▼
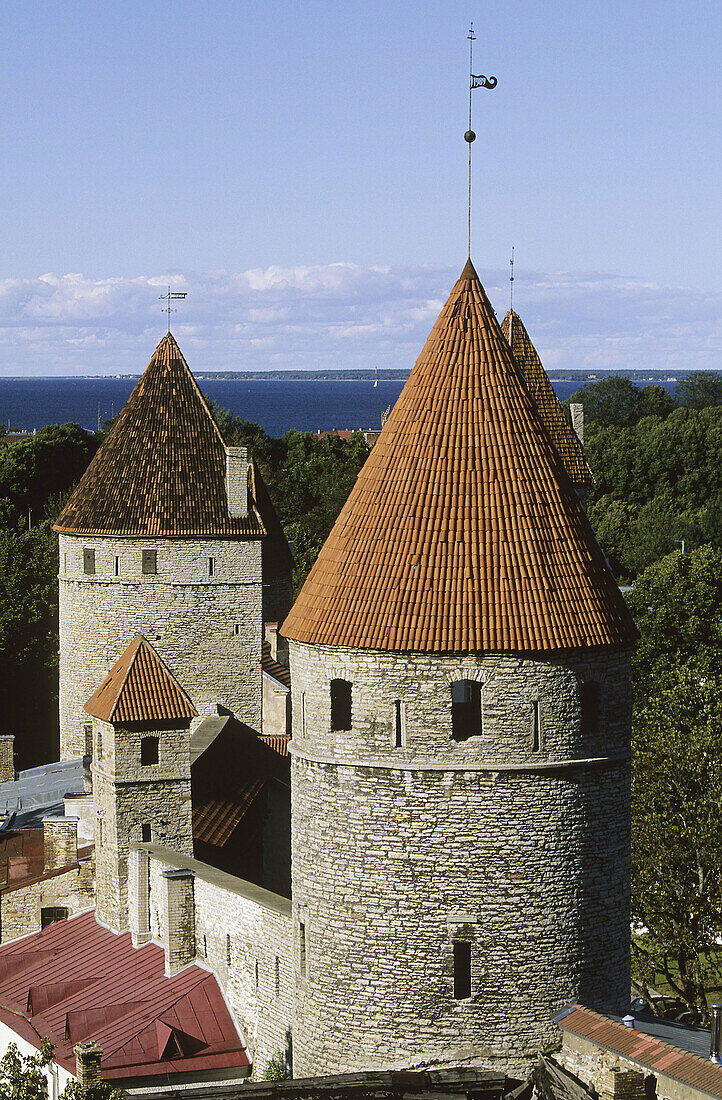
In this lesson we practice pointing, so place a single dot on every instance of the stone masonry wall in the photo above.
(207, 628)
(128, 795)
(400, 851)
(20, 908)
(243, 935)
▲
▼
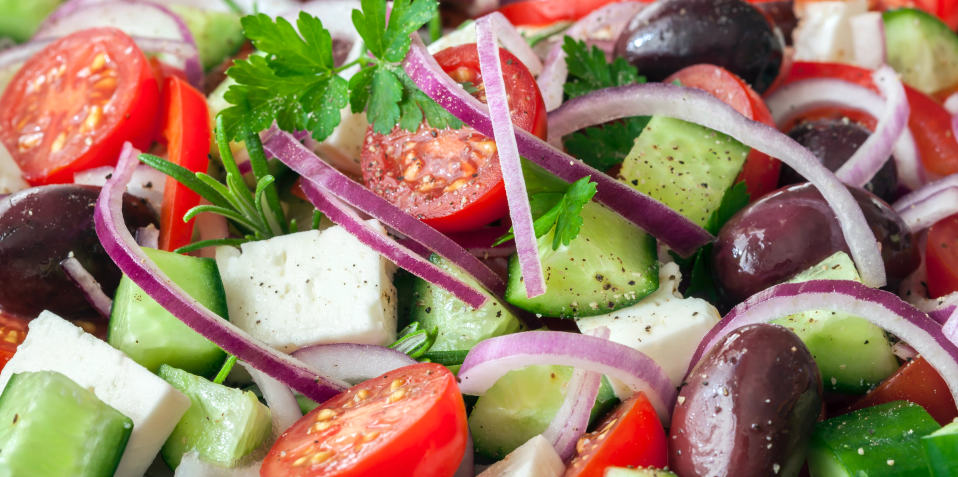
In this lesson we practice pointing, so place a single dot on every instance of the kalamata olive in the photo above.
▲
PROBLEM TO WORK ON = Please gather every line of the records above that holds the word "instance", treating uppercase and lowercase as different.

RESULT OF THIS EXERCISE =
In this lesson we practice pointing, so place a single dot on every instance of the stone masonry wall in the photo above.
In this lesson we practice pointing, so place a single dot on every instance of the kalamata olive in the photo above.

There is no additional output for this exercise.